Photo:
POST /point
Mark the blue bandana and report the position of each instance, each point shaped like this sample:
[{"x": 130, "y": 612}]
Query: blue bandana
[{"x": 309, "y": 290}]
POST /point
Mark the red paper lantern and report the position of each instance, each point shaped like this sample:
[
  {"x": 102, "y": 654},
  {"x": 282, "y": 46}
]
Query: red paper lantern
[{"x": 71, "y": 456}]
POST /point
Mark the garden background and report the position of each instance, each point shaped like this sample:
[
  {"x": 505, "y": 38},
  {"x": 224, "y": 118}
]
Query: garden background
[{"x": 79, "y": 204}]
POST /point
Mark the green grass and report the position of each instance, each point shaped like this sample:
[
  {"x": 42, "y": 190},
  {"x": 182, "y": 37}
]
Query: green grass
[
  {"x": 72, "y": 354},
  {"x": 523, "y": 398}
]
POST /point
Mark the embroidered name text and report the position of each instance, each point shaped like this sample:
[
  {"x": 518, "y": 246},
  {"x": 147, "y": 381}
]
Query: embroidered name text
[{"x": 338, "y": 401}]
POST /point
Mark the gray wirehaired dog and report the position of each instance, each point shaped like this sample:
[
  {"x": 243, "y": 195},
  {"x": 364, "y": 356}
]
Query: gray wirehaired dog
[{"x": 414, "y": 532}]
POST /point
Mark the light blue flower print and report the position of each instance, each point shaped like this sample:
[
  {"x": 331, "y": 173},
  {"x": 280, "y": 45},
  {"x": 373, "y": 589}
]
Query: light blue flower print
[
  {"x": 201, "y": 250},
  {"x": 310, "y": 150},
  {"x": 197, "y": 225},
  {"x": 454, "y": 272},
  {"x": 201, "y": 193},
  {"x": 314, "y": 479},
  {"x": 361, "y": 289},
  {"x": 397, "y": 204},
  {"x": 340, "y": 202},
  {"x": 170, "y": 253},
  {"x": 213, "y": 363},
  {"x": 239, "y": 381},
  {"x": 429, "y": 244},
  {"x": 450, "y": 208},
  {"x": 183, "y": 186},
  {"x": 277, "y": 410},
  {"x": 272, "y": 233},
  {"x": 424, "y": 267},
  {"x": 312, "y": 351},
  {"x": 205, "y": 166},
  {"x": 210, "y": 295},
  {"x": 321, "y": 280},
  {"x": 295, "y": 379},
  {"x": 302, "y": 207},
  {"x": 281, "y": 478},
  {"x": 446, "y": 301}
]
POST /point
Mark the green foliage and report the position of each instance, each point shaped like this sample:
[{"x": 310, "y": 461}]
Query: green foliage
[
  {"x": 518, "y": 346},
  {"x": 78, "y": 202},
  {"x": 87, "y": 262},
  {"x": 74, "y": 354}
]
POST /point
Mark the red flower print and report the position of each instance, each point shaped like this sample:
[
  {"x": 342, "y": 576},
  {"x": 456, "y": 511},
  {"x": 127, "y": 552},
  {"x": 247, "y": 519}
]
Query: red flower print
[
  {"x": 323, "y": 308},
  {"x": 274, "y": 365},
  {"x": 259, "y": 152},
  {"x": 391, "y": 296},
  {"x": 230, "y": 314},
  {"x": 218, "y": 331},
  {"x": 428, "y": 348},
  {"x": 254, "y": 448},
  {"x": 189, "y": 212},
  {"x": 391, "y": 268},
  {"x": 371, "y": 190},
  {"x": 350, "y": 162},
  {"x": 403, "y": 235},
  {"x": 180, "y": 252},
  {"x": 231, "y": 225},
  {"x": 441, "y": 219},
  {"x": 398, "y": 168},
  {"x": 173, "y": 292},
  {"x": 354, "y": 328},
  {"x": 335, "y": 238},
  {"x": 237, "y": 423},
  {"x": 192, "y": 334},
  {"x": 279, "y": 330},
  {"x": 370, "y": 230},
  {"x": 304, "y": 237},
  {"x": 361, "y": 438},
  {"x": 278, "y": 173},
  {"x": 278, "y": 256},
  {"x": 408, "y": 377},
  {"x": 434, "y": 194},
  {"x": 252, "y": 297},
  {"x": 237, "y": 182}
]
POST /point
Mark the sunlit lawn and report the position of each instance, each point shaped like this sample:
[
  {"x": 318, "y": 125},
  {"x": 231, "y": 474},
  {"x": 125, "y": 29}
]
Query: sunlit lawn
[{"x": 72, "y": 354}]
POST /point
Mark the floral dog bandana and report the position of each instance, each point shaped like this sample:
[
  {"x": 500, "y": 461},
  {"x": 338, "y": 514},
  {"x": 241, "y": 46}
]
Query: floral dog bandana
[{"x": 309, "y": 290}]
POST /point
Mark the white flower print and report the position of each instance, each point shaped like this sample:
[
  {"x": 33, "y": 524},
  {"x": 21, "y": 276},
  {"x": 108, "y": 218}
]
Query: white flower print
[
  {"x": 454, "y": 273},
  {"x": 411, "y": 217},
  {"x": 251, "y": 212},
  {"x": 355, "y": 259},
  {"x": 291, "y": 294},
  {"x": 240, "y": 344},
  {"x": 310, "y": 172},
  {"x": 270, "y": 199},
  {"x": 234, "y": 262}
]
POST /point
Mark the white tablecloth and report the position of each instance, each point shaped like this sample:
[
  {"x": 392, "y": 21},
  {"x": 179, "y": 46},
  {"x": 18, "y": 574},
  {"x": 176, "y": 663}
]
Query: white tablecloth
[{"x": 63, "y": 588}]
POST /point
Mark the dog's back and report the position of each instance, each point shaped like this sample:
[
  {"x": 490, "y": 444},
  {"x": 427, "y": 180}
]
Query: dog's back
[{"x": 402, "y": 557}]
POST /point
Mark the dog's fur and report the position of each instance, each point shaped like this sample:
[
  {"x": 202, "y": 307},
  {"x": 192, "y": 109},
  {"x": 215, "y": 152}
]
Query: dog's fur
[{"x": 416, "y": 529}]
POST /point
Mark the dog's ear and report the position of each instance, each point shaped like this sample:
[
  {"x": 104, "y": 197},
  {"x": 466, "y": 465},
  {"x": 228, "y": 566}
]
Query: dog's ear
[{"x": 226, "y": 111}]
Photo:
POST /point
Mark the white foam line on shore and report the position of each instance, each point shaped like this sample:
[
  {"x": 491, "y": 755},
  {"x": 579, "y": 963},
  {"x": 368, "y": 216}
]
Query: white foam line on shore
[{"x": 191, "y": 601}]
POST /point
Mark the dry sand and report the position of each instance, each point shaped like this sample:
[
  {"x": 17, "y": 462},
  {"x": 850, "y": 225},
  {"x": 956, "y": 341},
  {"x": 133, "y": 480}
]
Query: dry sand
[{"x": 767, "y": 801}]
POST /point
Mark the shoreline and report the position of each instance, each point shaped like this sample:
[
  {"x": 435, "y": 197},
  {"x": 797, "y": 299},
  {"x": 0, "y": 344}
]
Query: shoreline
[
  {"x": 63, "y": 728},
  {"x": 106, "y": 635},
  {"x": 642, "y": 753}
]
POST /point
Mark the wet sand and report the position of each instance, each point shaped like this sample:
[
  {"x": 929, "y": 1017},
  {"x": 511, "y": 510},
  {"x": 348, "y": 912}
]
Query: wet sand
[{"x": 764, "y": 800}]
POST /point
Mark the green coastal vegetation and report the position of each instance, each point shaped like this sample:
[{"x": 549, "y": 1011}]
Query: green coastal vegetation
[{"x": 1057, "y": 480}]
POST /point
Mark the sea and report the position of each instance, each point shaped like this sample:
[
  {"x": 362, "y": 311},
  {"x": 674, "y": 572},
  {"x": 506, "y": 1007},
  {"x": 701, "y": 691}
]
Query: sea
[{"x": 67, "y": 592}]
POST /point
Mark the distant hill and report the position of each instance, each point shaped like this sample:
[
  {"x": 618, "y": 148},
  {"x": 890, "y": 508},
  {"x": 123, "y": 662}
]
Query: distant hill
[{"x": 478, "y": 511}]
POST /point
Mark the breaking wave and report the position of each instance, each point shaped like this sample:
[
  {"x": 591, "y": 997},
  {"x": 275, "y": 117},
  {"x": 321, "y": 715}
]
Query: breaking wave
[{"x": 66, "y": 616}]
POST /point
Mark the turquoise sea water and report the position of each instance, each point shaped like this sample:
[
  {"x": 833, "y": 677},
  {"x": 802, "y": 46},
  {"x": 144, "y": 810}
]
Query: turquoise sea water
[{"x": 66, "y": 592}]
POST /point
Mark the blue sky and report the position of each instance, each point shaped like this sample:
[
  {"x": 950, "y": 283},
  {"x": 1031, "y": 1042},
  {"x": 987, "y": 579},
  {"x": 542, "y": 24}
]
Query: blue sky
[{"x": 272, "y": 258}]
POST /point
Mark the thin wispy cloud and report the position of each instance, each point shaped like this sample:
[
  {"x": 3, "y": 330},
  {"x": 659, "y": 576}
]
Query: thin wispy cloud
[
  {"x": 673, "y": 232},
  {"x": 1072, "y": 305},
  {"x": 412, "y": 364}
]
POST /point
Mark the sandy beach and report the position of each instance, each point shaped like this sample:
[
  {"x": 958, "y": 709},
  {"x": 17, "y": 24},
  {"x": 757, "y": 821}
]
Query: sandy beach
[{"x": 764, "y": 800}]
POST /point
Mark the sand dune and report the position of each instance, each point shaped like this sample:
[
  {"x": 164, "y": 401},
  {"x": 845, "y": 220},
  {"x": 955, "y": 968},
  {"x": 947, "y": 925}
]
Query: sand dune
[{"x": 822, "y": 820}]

══════════

Please print, unchanged, the lines from the one holding "Query: sandy beach" through the last line of the listing above, including both and omitting the rest.

RESPONSE TO THIS TASK:
Query: sandy beach
[{"x": 764, "y": 800}]
POST /point
Mark the sand dune and report the position of each instance, each point shaped like this sample:
[
  {"x": 164, "y": 401},
  {"x": 845, "y": 220},
  {"x": 955, "y": 968},
  {"x": 947, "y": 925}
]
Query: sand dune
[{"x": 822, "y": 820}]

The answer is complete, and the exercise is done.